§ **Set problem**:
List every line of the listing below that contains the string "plant". Case counts.

§ **Records**:
══════════════════════════════

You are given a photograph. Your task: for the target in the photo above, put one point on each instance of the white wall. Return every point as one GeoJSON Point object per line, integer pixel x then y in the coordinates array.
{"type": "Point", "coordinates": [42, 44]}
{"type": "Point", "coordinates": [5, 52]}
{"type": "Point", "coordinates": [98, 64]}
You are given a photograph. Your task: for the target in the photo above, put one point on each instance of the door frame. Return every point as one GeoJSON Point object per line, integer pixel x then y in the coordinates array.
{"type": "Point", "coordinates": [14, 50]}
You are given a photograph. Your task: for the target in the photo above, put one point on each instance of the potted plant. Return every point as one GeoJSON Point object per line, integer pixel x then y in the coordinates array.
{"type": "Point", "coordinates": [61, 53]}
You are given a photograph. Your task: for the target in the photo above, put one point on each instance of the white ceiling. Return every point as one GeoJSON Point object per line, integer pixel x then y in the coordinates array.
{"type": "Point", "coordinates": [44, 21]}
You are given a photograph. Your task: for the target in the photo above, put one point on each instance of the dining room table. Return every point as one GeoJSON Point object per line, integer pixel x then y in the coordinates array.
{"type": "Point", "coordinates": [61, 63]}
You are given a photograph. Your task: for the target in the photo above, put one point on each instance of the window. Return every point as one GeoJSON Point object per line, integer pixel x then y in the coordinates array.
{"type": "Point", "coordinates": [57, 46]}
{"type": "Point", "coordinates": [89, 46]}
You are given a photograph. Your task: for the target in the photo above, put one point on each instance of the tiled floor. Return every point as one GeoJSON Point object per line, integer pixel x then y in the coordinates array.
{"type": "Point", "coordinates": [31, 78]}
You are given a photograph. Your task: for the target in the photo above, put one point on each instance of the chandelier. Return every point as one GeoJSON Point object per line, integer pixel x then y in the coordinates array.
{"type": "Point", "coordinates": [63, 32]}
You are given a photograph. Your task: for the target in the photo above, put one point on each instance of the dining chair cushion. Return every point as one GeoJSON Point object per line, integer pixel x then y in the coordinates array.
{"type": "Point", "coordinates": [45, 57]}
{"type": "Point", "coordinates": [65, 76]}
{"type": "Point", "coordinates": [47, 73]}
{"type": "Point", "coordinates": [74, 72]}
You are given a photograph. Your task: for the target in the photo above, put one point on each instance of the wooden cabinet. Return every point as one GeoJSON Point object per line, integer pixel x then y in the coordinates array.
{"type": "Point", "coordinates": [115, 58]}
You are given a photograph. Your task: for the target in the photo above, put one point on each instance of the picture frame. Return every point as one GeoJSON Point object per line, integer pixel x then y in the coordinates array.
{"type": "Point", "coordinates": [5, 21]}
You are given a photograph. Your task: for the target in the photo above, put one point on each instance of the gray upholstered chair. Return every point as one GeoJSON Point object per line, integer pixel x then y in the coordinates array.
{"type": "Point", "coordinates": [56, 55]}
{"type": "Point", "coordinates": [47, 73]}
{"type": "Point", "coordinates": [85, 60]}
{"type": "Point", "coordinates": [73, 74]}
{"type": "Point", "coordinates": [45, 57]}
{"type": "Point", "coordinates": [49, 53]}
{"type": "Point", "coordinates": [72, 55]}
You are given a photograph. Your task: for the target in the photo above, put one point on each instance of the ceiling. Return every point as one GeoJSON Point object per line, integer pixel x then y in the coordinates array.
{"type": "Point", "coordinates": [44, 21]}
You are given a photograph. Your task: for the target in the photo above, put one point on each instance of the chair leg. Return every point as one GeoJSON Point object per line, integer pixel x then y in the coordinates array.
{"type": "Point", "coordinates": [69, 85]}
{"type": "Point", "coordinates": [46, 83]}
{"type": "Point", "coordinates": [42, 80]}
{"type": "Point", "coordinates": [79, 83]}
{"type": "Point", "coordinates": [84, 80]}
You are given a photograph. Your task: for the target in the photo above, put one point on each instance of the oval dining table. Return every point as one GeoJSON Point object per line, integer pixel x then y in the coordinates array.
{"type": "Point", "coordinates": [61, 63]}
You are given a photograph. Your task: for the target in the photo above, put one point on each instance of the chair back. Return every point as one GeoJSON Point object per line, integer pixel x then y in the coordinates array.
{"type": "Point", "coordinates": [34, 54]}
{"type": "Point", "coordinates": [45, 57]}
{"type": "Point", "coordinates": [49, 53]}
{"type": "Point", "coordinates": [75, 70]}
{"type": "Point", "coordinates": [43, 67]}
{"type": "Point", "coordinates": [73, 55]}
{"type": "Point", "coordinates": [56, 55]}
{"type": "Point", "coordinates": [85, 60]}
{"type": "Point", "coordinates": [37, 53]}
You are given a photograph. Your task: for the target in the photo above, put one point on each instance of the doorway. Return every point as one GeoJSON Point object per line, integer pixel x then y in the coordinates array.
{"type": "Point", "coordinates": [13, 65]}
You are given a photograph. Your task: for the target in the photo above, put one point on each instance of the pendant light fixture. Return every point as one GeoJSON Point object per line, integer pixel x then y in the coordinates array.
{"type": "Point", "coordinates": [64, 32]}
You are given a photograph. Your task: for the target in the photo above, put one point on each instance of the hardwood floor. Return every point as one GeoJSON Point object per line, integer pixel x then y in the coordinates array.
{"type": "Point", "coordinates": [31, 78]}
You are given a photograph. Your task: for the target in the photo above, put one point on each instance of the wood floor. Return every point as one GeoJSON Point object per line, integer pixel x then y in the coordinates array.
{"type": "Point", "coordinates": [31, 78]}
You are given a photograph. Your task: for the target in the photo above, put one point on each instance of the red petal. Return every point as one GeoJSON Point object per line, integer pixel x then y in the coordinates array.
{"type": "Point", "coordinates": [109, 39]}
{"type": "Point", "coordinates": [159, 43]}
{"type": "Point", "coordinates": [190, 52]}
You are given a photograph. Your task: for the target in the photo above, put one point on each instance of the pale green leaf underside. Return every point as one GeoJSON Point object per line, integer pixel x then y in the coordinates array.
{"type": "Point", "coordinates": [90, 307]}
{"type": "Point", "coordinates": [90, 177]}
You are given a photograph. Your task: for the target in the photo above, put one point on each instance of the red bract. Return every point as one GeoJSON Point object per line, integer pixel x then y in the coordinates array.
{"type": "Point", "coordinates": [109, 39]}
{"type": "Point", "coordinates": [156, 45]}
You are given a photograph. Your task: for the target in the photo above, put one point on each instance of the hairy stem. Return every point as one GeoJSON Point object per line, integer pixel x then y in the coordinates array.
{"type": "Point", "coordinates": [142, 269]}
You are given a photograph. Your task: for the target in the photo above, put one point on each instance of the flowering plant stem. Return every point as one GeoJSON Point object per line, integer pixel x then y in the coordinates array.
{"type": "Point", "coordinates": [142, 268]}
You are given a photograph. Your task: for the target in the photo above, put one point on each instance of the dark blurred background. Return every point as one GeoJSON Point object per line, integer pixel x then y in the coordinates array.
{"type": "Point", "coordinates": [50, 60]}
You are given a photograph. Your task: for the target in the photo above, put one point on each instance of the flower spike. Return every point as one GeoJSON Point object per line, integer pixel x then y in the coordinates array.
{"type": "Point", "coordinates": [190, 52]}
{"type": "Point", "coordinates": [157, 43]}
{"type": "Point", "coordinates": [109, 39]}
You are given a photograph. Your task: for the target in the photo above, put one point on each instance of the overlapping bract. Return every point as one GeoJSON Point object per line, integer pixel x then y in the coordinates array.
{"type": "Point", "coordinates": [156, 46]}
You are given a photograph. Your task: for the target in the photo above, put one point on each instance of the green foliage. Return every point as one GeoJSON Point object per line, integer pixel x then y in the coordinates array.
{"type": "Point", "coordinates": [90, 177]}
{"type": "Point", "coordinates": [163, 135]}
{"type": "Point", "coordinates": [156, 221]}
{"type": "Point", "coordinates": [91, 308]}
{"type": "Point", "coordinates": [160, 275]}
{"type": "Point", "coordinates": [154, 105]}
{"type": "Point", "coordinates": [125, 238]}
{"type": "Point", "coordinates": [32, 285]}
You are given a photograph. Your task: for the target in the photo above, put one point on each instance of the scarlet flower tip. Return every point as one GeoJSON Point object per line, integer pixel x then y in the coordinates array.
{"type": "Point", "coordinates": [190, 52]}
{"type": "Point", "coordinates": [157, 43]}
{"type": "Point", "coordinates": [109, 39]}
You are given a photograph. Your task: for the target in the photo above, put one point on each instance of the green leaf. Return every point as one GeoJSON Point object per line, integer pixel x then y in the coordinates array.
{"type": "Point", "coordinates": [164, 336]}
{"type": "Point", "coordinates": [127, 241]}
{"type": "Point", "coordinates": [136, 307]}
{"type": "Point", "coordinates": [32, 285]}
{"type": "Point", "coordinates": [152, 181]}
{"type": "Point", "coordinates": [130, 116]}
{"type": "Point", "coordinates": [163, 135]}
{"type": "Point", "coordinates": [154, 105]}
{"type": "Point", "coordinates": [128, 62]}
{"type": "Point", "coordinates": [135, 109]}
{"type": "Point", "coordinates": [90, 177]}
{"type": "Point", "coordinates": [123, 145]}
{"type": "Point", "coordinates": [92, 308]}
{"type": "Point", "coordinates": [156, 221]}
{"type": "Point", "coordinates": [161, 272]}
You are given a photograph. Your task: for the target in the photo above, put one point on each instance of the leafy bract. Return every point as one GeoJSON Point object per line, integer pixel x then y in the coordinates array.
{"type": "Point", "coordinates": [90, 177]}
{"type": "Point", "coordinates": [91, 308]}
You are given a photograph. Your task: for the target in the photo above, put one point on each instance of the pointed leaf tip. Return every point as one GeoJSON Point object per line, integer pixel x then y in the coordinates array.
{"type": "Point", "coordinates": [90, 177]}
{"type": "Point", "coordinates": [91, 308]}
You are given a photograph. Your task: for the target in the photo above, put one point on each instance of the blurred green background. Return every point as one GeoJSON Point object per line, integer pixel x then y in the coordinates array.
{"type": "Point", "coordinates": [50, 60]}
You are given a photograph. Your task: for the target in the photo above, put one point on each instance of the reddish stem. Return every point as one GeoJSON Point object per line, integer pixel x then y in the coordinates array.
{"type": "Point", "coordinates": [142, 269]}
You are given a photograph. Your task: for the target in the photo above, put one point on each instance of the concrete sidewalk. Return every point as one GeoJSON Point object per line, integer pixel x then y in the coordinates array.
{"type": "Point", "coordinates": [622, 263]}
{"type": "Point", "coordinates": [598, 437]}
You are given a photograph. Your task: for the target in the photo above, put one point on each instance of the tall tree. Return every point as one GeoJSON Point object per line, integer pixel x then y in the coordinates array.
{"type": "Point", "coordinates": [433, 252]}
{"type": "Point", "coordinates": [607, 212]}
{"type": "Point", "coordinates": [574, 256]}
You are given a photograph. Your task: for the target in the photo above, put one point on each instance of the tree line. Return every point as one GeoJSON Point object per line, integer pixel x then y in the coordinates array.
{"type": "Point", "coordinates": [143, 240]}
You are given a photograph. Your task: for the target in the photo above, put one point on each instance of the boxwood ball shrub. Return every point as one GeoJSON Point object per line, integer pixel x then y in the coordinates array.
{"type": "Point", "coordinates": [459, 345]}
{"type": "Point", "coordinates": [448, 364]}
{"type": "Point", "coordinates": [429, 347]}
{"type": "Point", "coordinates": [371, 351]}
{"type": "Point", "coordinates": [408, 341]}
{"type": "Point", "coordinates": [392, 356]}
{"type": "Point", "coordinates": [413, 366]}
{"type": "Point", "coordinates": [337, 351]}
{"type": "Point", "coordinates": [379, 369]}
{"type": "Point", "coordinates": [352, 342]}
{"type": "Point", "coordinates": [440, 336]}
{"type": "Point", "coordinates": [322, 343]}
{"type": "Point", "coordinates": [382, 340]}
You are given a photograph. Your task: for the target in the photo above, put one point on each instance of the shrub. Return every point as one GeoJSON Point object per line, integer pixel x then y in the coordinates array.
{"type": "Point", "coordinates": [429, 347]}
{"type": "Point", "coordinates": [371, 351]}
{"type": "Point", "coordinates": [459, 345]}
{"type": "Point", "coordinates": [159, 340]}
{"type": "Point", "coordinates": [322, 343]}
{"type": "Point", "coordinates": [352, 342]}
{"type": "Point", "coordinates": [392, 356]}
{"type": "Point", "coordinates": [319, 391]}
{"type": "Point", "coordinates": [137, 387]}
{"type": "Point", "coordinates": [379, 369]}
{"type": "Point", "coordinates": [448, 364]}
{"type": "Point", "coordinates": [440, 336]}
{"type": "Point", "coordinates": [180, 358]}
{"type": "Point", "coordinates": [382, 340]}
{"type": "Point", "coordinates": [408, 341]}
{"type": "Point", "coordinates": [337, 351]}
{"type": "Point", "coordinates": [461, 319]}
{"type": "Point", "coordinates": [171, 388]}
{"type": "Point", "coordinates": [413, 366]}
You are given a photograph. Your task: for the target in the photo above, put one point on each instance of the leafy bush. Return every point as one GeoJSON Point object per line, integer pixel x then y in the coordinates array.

══════════════════════════════

§ **Correct answer**:
You are given a photograph. Your task: for the target in the photo above, put one point on each instance of the potted plant. Return every point as one GeoJSON Point object per line, integer pixel x then y in the coordinates array.
You are given a photograph. Your task: for the target in the photo above, put one point on each instance of the flowering plant stem. Return every point as one GeoJSON Point object per line, integer pixel x then y in the coordinates array.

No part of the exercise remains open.